= Beginning of Section =
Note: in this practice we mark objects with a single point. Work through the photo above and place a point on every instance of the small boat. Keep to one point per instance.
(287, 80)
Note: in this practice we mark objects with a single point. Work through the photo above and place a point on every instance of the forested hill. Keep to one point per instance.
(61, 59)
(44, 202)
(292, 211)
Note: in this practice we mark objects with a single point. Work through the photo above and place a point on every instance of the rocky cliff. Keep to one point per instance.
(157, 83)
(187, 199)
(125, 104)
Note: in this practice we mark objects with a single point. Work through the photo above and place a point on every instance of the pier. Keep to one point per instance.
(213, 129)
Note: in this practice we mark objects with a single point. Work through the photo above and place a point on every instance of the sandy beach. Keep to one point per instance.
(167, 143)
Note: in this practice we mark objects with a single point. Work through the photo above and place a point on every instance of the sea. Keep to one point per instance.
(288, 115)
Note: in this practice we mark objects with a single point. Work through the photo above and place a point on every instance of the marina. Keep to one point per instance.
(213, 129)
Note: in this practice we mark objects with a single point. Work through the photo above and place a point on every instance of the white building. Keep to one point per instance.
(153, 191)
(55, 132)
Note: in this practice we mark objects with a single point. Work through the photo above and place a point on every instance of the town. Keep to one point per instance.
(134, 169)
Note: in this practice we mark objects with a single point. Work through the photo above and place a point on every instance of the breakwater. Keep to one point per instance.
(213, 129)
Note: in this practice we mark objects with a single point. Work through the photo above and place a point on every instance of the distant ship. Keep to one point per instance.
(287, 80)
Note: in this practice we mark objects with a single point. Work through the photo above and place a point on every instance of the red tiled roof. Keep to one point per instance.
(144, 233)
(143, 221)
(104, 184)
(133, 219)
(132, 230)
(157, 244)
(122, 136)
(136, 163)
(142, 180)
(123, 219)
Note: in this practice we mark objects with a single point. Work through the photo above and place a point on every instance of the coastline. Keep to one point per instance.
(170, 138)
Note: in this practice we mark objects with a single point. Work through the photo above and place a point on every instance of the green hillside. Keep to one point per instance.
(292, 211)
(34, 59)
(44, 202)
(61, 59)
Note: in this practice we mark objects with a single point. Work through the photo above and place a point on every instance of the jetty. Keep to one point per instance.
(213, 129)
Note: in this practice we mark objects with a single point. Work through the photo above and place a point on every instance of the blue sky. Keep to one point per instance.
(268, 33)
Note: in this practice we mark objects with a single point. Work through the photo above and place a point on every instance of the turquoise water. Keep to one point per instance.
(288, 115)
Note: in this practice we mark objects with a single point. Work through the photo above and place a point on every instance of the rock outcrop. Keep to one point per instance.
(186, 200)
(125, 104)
= End of Section =
Every line of the listing should be given again exactly.

● Written answer:
Note: in this practice we mark objects with a single point. Work through the photo above and place a point on every instance of the small boat. Keep to one point per instance.
(287, 80)
Note: in this practice we mark objects with a single point. Work through the photo above and place a point on every instance of the forested hill. Keep to one point per instance.
(61, 59)
(44, 202)
(292, 211)
Note: in this practice we mark objects with a single point. Work through the photo above and place a point on every instance of the rocky cliff. Keep to one point per instance.
(157, 83)
(187, 199)
(125, 104)
Note: in this practice we mark objects with a single point. Work through the photo above and place a point on every instance of the pier. Keep to one point per instance.
(213, 129)
Note: in this practice we mark objects with a single point. Work through the photo above and place a point on every instance of the sandy beach. Keep to one point per instance.
(167, 143)
Note: in this practice we mark objects with a single point. Work through the photo above and place a point on every instance of the sea. Keep to one point per instance.
(288, 115)
Note: in this practice we mark objects with a single point. Work through the photo above and place a point on every instance of the marina. Keep to one point per instance.
(213, 129)
Note: in this practice we mark objects with a single point. Work through the photo above and place a point on every instance of the white building. Keep to one point per instance.
(153, 191)
(55, 132)
Note: in this practice we mark objects with a single point. Work through the photo above and place a point on every instance of the town. Keep to one point per instance.
(134, 169)
Note: in this practice we mark objects with a single point. Work through the photo above and place a point on every instance of the breakwater. Keep to one point per instance.
(213, 129)
Note: in this practice we mark objects with a single point. Work through the photo above and place a point on every instance of the distant ship. Keep to one point per instance.
(287, 80)
Note: in this practice we mark objects with a single point. Work through the photo above and place a point on every instance of the red tiled roof. Keep to one point per instance.
(144, 233)
(143, 221)
(104, 184)
(133, 219)
(132, 230)
(157, 244)
(122, 136)
(136, 163)
(142, 180)
(123, 219)
Note: in this practice we mark objects with a single point. Work through the photo above and place a point on every instance of the coastline. Keep to one point per instance.
(170, 138)
Note: in this practice we mark objects with a single point. Work through the photo above and place a point on every instance of the green hillside. Keep to one point per instance.
(292, 211)
(34, 59)
(44, 202)
(61, 59)
Note: in this practice we mark objects with a single point. Work through the photo above and place a point on every instance of the jetty. Keep to one point per instance.
(213, 129)
Note: in this practice we mark objects with a single point. Work through the photo above and place a point on every instance of the blue sky. Keep to one point per instance.
(268, 33)
Note: in this practice we mark objects with a single point. Work through the photo above and place a point on every instance of the turquoise water. Keep to one point per instance.
(288, 115)
Note: in this practice we mark objects with a single point. Work through the photo above and place a point on every instance of the rock outcrop. Keep to one point per instance.
(186, 200)
(125, 104)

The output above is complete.